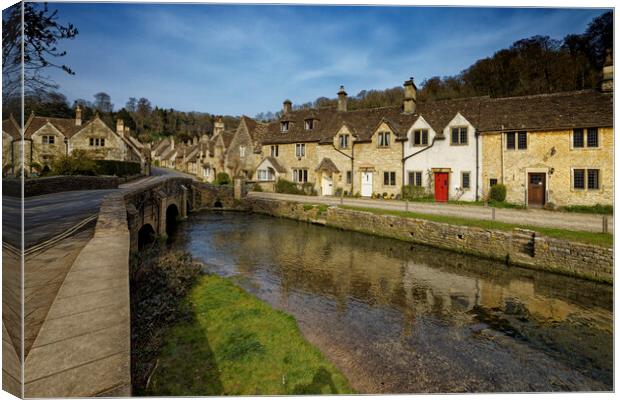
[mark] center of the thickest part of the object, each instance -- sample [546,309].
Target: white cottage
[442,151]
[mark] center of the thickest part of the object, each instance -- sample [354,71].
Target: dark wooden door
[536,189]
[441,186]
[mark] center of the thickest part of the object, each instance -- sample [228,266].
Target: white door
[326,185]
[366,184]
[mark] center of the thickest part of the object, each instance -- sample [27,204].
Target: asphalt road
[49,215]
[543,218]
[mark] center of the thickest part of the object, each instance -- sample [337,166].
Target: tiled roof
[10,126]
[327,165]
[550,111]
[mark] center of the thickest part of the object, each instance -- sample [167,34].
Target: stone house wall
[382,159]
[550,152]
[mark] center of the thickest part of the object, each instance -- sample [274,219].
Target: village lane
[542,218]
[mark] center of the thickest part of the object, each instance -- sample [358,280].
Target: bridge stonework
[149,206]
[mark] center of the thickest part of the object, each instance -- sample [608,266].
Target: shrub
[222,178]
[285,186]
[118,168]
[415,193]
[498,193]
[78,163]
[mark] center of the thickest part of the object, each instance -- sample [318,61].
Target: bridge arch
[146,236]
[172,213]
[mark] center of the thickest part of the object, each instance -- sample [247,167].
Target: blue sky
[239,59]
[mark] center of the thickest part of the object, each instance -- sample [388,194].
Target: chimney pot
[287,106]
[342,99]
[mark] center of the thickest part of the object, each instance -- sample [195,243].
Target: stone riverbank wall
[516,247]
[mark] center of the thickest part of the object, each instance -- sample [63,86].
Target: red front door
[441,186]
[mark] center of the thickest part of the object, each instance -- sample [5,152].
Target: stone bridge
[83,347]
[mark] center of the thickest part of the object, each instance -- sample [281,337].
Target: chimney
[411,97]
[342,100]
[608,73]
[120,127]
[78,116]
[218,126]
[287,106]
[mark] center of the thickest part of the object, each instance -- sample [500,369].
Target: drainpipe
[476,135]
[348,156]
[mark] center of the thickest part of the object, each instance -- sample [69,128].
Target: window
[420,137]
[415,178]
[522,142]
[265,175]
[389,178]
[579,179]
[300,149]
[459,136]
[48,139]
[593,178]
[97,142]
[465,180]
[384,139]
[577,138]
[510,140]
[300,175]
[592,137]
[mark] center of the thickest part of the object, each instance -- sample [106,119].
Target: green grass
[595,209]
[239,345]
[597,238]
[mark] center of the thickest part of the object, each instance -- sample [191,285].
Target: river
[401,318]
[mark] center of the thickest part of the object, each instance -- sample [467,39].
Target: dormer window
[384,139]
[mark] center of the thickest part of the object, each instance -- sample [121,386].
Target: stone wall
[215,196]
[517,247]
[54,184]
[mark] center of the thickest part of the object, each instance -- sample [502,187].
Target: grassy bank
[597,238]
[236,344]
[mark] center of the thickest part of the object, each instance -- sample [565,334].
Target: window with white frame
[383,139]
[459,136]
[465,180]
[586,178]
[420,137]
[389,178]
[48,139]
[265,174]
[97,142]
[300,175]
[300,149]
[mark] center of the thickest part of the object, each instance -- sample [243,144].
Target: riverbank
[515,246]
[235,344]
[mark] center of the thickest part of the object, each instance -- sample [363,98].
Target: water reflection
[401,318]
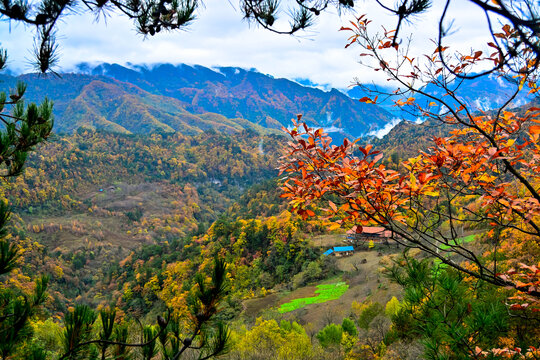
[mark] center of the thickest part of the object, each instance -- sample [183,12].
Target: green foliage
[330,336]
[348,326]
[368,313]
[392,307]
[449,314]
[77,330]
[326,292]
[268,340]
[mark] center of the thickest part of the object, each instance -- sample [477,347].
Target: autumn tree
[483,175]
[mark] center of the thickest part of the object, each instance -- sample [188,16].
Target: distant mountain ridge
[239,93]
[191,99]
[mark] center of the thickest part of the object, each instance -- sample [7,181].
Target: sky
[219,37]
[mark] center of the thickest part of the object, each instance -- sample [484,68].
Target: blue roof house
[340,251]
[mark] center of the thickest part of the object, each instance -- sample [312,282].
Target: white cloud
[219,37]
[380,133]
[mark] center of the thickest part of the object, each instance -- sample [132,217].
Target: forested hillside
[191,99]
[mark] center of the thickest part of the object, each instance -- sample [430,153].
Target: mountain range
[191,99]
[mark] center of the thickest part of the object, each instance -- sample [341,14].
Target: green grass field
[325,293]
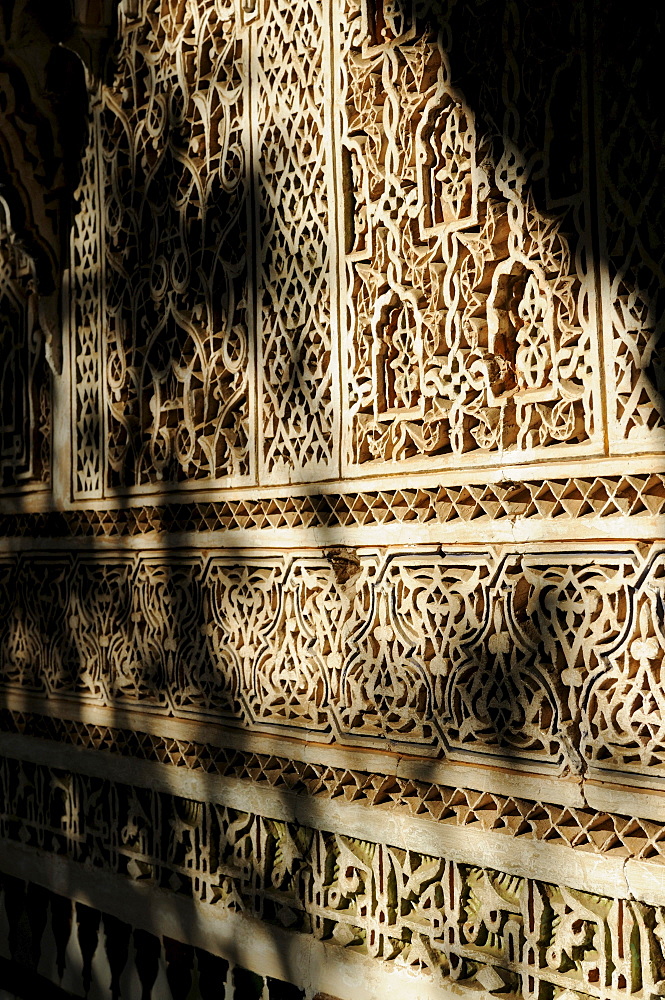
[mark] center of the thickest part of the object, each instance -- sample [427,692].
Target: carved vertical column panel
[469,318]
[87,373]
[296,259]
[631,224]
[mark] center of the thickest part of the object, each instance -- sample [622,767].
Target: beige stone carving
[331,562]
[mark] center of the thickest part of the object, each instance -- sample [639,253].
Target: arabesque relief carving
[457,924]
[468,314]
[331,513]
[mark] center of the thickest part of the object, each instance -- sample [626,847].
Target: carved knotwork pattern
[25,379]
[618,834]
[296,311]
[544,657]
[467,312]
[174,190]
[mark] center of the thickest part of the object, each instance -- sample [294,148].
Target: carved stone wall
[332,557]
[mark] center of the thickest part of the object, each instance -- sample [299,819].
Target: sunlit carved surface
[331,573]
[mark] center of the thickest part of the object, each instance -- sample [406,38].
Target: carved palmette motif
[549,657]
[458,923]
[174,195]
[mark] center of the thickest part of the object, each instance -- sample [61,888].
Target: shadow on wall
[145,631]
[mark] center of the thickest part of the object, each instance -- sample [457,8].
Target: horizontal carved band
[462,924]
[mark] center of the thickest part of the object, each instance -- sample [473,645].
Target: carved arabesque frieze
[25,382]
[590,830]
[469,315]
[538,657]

________________________

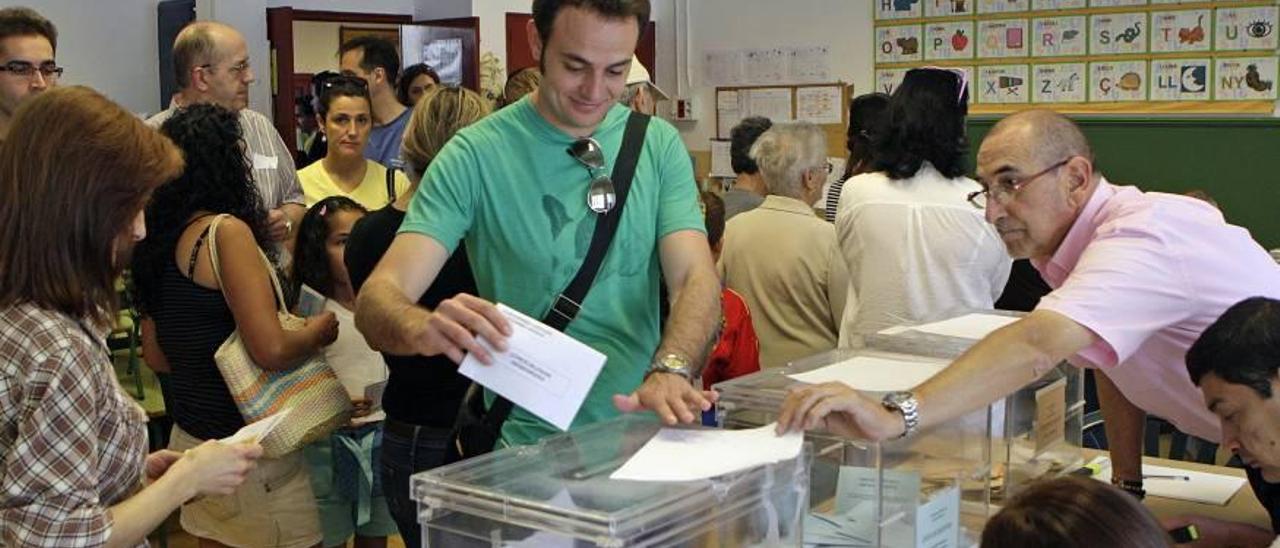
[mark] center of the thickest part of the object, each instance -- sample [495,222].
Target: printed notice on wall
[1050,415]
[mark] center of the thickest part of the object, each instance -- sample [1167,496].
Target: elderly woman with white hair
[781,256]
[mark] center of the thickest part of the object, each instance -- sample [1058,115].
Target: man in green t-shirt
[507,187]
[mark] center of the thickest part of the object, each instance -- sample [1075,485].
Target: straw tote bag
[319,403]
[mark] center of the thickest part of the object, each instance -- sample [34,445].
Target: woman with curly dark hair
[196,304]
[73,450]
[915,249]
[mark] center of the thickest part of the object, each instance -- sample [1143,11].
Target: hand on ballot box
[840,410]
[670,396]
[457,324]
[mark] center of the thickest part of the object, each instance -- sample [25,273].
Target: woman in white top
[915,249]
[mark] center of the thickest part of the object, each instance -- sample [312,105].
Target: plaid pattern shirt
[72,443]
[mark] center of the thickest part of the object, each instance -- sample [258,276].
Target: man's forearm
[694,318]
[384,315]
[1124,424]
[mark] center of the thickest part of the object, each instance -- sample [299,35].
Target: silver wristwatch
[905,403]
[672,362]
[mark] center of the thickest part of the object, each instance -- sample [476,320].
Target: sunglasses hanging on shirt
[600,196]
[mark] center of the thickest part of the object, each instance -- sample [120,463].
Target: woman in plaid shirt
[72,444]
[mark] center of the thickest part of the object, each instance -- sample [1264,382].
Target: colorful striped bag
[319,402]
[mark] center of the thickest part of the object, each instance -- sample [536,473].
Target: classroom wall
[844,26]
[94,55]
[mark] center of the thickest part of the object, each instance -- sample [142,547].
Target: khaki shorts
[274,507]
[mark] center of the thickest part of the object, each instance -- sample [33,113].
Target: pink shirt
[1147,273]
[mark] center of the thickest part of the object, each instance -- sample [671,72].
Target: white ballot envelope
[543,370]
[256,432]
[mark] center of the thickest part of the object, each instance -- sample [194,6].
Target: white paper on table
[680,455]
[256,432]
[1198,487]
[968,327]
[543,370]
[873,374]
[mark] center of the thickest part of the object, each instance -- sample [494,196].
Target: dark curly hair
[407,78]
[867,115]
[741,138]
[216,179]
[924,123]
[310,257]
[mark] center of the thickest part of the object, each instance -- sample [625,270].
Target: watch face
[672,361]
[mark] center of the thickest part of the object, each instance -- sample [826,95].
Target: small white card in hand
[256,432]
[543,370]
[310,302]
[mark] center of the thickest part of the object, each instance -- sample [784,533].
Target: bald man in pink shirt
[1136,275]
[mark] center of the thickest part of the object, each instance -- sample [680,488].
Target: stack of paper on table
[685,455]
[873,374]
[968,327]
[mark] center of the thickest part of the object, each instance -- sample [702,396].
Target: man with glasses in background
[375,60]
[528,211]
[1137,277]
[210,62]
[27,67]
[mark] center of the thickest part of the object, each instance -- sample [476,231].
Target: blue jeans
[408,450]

________________________

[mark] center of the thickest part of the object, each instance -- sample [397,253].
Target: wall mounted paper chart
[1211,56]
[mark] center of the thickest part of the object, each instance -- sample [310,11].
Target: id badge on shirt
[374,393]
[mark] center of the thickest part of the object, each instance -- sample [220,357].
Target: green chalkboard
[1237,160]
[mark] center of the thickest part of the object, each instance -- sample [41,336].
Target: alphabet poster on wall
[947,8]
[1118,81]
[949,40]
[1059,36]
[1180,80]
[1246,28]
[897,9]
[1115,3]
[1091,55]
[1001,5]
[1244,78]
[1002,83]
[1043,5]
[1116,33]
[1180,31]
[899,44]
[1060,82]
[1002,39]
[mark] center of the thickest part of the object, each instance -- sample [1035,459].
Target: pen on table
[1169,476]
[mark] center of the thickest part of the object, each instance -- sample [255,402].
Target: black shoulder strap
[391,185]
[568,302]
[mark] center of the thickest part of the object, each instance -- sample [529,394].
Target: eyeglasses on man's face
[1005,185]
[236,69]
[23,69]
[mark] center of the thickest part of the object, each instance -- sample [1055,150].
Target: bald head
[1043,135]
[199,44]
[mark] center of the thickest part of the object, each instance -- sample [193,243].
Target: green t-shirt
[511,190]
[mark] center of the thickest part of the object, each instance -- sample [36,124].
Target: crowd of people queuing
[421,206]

________________________

> _Your task_
How many lines in the items above contain the word "window", with case counting? Reply with the number only.

> _Full output_
3